**WHAT NEEDS TO BE DONE**
Look through the records and copy each line that has "garland" in it.

┌────────

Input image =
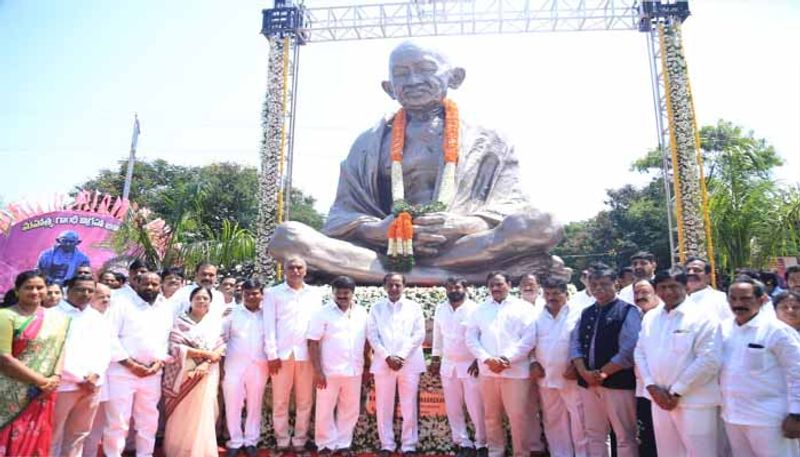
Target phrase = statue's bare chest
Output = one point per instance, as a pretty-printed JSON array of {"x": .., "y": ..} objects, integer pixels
[{"x": 423, "y": 159}]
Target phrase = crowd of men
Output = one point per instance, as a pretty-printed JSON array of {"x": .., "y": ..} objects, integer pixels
[{"x": 661, "y": 365}]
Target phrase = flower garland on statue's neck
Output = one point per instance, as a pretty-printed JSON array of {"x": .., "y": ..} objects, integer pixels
[{"x": 401, "y": 231}]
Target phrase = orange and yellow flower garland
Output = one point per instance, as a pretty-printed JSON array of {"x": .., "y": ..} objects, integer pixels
[{"x": 401, "y": 231}]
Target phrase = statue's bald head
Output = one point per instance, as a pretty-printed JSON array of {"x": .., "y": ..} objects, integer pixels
[{"x": 419, "y": 76}]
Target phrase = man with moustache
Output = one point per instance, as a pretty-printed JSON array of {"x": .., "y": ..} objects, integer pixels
[
  {"x": 644, "y": 294},
  {"x": 288, "y": 307},
  {"x": 140, "y": 330},
  {"x": 601, "y": 347},
  {"x": 337, "y": 345},
  {"x": 644, "y": 266},
  {"x": 457, "y": 367},
  {"x": 561, "y": 405},
  {"x": 699, "y": 286},
  {"x": 760, "y": 377},
  {"x": 530, "y": 292},
  {"x": 500, "y": 335},
  {"x": 678, "y": 356},
  {"x": 87, "y": 353},
  {"x": 396, "y": 330}
]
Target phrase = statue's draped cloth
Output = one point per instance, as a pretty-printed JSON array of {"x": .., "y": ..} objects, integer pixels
[{"x": 487, "y": 181}]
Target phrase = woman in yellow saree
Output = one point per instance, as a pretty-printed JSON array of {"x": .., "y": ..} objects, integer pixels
[
  {"x": 31, "y": 343},
  {"x": 191, "y": 381}
]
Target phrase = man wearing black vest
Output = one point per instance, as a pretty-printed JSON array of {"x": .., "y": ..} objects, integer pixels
[{"x": 601, "y": 349}]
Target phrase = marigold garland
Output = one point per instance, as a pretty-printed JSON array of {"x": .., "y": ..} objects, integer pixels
[{"x": 400, "y": 247}]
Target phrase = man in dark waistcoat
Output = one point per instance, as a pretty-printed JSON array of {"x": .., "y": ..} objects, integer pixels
[{"x": 601, "y": 349}]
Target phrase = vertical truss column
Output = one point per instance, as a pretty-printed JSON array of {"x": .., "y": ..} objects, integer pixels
[{"x": 280, "y": 26}]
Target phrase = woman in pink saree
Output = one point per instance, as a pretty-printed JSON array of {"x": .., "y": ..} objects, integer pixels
[
  {"x": 191, "y": 381},
  {"x": 31, "y": 343}
]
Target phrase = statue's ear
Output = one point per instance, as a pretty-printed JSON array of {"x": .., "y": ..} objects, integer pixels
[
  {"x": 457, "y": 76},
  {"x": 387, "y": 87}
]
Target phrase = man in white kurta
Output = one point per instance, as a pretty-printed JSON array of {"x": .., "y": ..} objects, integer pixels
[
  {"x": 139, "y": 349},
  {"x": 678, "y": 356},
  {"x": 396, "y": 330},
  {"x": 245, "y": 369},
  {"x": 561, "y": 404},
  {"x": 287, "y": 309},
  {"x": 530, "y": 292},
  {"x": 87, "y": 353},
  {"x": 760, "y": 377},
  {"x": 457, "y": 367},
  {"x": 500, "y": 334},
  {"x": 337, "y": 342}
]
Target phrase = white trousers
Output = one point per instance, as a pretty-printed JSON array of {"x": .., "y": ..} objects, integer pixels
[
  {"x": 533, "y": 438},
  {"x": 459, "y": 392},
  {"x": 92, "y": 442},
  {"x": 509, "y": 396},
  {"x": 72, "y": 421},
  {"x": 294, "y": 376},
  {"x": 137, "y": 397},
  {"x": 407, "y": 385},
  {"x": 755, "y": 441},
  {"x": 562, "y": 413},
  {"x": 602, "y": 406},
  {"x": 338, "y": 405},
  {"x": 685, "y": 432},
  {"x": 244, "y": 386}
]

└────────

**TASK SOLUTION**
Target phrase = flower garland on statue's neck
Target phrase = orange and yellow flower garland
Target phrase = marigold garland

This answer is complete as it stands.